- INFORMATION PROVIDED -

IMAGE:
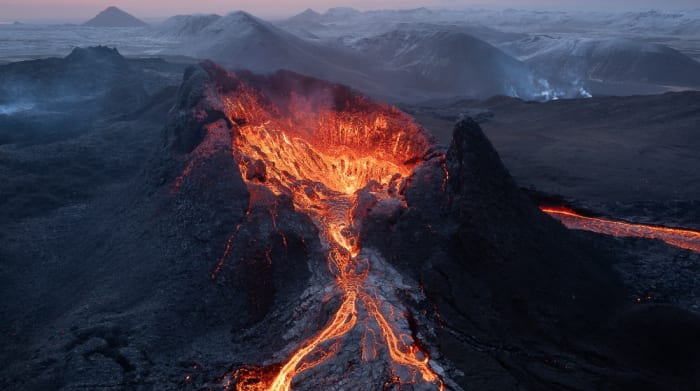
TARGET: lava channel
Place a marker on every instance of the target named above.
(323, 155)
(683, 238)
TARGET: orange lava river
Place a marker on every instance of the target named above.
(682, 238)
(323, 155)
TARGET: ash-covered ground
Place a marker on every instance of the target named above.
(106, 272)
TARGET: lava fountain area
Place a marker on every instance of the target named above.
(331, 155)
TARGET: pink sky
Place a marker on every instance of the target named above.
(84, 9)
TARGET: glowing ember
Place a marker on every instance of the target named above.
(682, 238)
(322, 154)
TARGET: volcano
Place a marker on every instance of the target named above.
(287, 233)
(389, 260)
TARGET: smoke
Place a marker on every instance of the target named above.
(12, 108)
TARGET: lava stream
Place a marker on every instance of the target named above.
(683, 238)
(324, 159)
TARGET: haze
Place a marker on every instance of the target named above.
(83, 9)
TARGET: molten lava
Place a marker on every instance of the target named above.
(323, 153)
(682, 238)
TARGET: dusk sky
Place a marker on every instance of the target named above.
(83, 9)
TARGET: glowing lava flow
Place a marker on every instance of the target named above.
(682, 238)
(323, 157)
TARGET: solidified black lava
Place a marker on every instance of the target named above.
(124, 297)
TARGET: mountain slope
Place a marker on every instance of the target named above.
(114, 17)
(451, 62)
(617, 60)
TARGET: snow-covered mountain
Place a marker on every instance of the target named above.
(183, 26)
(615, 60)
(416, 61)
(114, 17)
(451, 62)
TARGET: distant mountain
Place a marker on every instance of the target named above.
(406, 63)
(616, 60)
(114, 17)
(451, 62)
(241, 41)
(184, 26)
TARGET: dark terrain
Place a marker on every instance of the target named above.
(105, 273)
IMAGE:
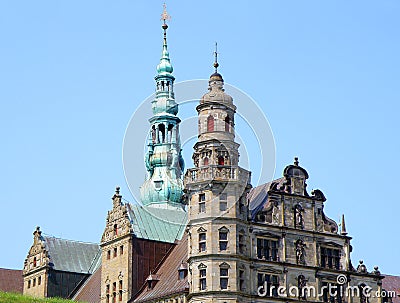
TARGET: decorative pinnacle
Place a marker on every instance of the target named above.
(343, 231)
(164, 17)
(216, 57)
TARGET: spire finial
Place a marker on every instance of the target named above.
(216, 57)
(343, 231)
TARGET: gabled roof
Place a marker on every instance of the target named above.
(167, 273)
(392, 283)
(90, 291)
(158, 224)
(11, 280)
(72, 256)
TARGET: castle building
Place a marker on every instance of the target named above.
(207, 235)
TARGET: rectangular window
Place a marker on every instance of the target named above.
(330, 258)
(223, 280)
(334, 296)
(223, 240)
(241, 205)
(270, 282)
(241, 243)
(241, 280)
(203, 279)
(202, 242)
(267, 249)
(223, 202)
(202, 203)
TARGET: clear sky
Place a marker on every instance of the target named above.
(325, 73)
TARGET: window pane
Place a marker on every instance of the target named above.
(224, 283)
(223, 235)
(223, 245)
(223, 272)
(223, 206)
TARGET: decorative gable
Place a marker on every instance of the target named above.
(118, 223)
(38, 256)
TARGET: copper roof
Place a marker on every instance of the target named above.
(392, 283)
(167, 272)
(11, 280)
(72, 256)
(90, 291)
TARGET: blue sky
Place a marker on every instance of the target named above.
(325, 74)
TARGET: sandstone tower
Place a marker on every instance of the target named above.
(217, 188)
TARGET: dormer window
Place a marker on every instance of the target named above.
(182, 271)
(151, 281)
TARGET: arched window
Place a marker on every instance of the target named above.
(115, 230)
(153, 134)
(227, 124)
(210, 123)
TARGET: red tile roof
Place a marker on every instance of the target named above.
(90, 291)
(11, 280)
(392, 283)
(167, 272)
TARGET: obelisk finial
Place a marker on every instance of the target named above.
(216, 64)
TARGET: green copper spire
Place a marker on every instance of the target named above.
(164, 162)
(165, 67)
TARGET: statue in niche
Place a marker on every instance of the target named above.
(301, 283)
(298, 217)
(275, 215)
(300, 252)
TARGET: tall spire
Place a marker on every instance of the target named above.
(165, 66)
(343, 231)
(164, 161)
(216, 64)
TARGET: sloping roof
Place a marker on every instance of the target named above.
(90, 291)
(11, 280)
(392, 283)
(158, 224)
(72, 256)
(167, 273)
(258, 196)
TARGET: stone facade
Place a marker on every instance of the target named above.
(116, 254)
(242, 244)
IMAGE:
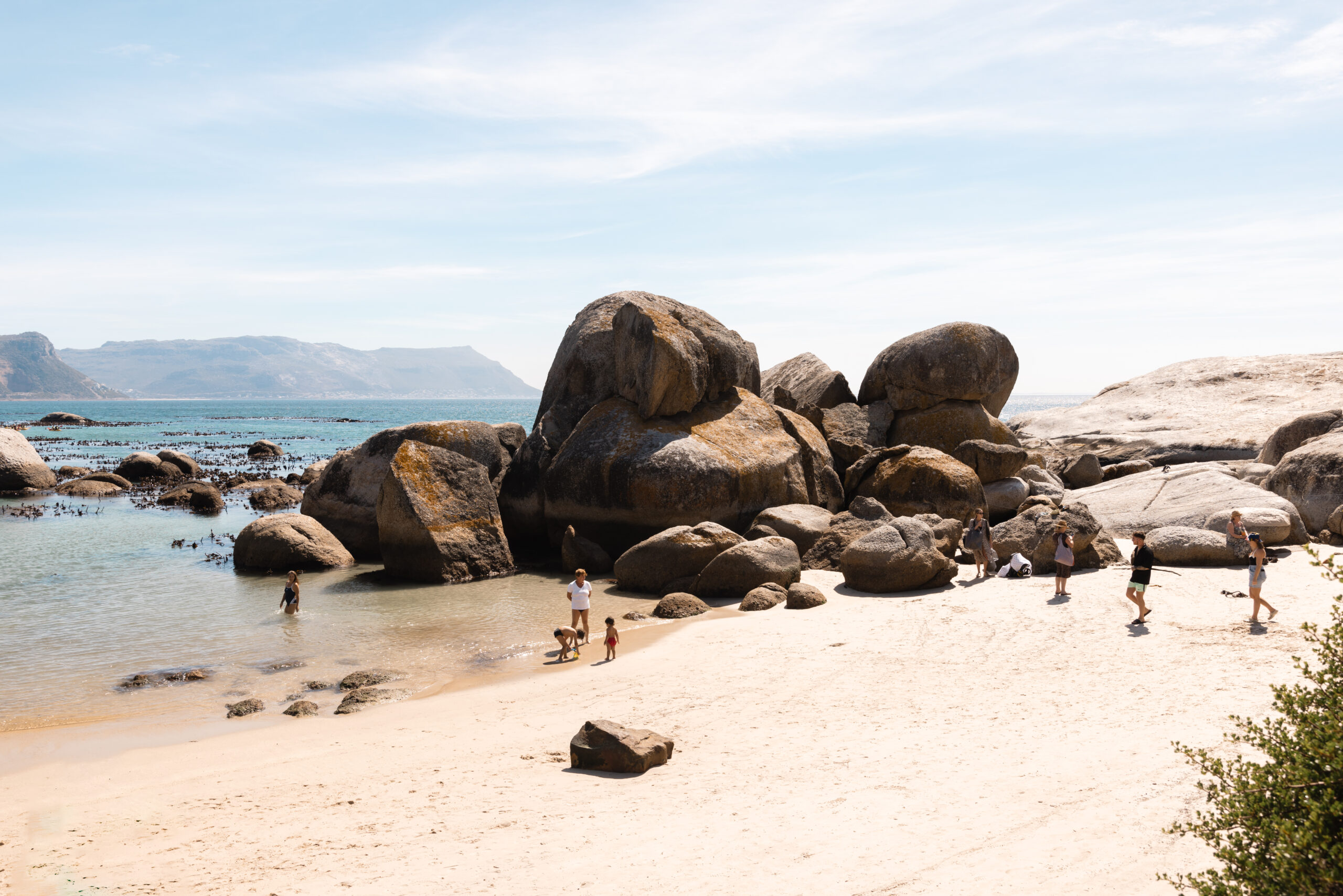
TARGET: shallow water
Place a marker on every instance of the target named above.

- WHAT IS BEING ASKED -
Reproduce every record above exactly as given, excluding pictures from the result.

- FINISHED TASK -
IMAGE:
TARGET: lava channel
Place a marker on every instance of the target named above.
(323, 155)
(683, 238)
TARGET: orange lava river
Place a marker on every instance of the target named above.
(682, 238)
(323, 155)
TARGET: ash-covered ground
Place a marker on every instance of the target named above.
(106, 272)
TARGET: lava fountain area
Place a marker on every instance of the target named above.
(331, 155)
TARGET: pink sky
Place a marker on every instance of the target named above.
(84, 9)
TARGET: glowing ember
Place a marker on every instance of the target named above.
(682, 238)
(322, 154)
TARGET: volcano
Place a marker on every instance of the target named above.
(287, 233)
(389, 260)
TARGET: smoke
Place a marker on every instance of the target named above.
(12, 108)
TARGET: lava stream
Place a marker on every instance of the target named above.
(683, 238)
(324, 159)
TARGET: haze
Place a marker on every instance of the target named above.
(83, 9)
TARGET: molten lava
Place a marker on every instance of the target named above.
(323, 153)
(682, 238)
TARGET: dusk sky
Place a marker on every instance of the target named above.
(83, 9)
TARGET: glowing lava flow
Place a marker on every instance of the target named above.
(682, 238)
(323, 157)
TARGET: solidified black lava
Place a marker on every instance of the target named above.
(124, 297)
TARGET: mountain slope
Place a marker on every instance of the target named above.
(114, 17)
(451, 62)
(617, 60)
TARGET: snow-covered mountain
Place a marker on every instance of the target named above.
(183, 26)
(615, 60)
(416, 61)
(114, 17)
(451, 62)
TARGET: distant mountain
Place a marker on every instance of the target named above.
(406, 63)
(616, 60)
(114, 17)
(451, 62)
(241, 41)
(184, 26)
TARGET: dark terrain
Place a marker on every instance of the target named above.
(105, 273)
IMAGE:
TARGET: decorative pinnacle
Place a marker on every instance of the target named above.
(343, 231)
(164, 17)
(216, 57)
TARGET: spire finial
Place a marker on every instance of the target named above.
(216, 57)
(343, 231)
TARGET: gabled roof
Place a marker on every instance of the target named above.
(167, 273)
(392, 283)
(90, 291)
(158, 224)
(11, 280)
(72, 256)
TARGET: castle building
Place a marker on every instance of the target named above.
(207, 235)
TARGET: rectangular window
Place a marker on every instance of the target named above.
(330, 258)
(223, 280)
(334, 296)
(223, 240)
(241, 205)
(270, 282)
(241, 243)
(241, 280)
(203, 279)
(202, 242)
(267, 249)
(223, 202)
(202, 203)
TARGET: clear sky
Place a marker on every instance of the target named above.
(325, 73)
TARGET: window pane
Place a marker on every instance of the target named above.
(224, 283)
(223, 235)
(223, 245)
(223, 272)
(223, 206)
TARGET: decorative gable
Place a marker on every instance of the target named above.
(118, 223)
(38, 256)
TARGET: copper roof
Place a marker on every instance of the target named above.
(392, 283)
(167, 272)
(11, 280)
(72, 256)
(90, 291)
TARGET: blue sky
Place a marker on every instance of the target named above.
(325, 74)
TARGET: sandstone tower
Place a marker on every instance of the target named above.
(217, 188)
TARGET: dormer window
Place a marker on every instance of the target named above.
(182, 271)
(151, 281)
TARGET: arched window
Place a marker on every instance of the target named above.
(115, 230)
(153, 134)
(227, 124)
(210, 123)
TARGET: red tile roof
Place a marker on every instance of the target named above.
(90, 291)
(11, 280)
(392, 283)
(167, 272)
TARGET: obelisk finial
Place a marker on every instance of the target named above.
(216, 64)
TARGET: green copper spire
Place a marker on every instance of the target named above.
(164, 162)
(165, 67)
TARGET: statue in niche
Place a marker on every instance of the target named above.
(301, 283)
(298, 217)
(275, 215)
(300, 252)
TARGET: tall spire
Place a marker on every instance of the target named above.
(165, 66)
(343, 231)
(164, 161)
(216, 64)
TARGET: sloping roof
Place a marker on every instance of the target named above.
(90, 291)
(11, 280)
(392, 283)
(158, 224)
(72, 256)
(167, 273)
(258, 196)
TARGET: stone facade
Place a marker on every instance of the target named above.
(116, 254)
(242, 244)
IMAGE:
TARGET: shallow water
Place a marker on every instance of the target named above.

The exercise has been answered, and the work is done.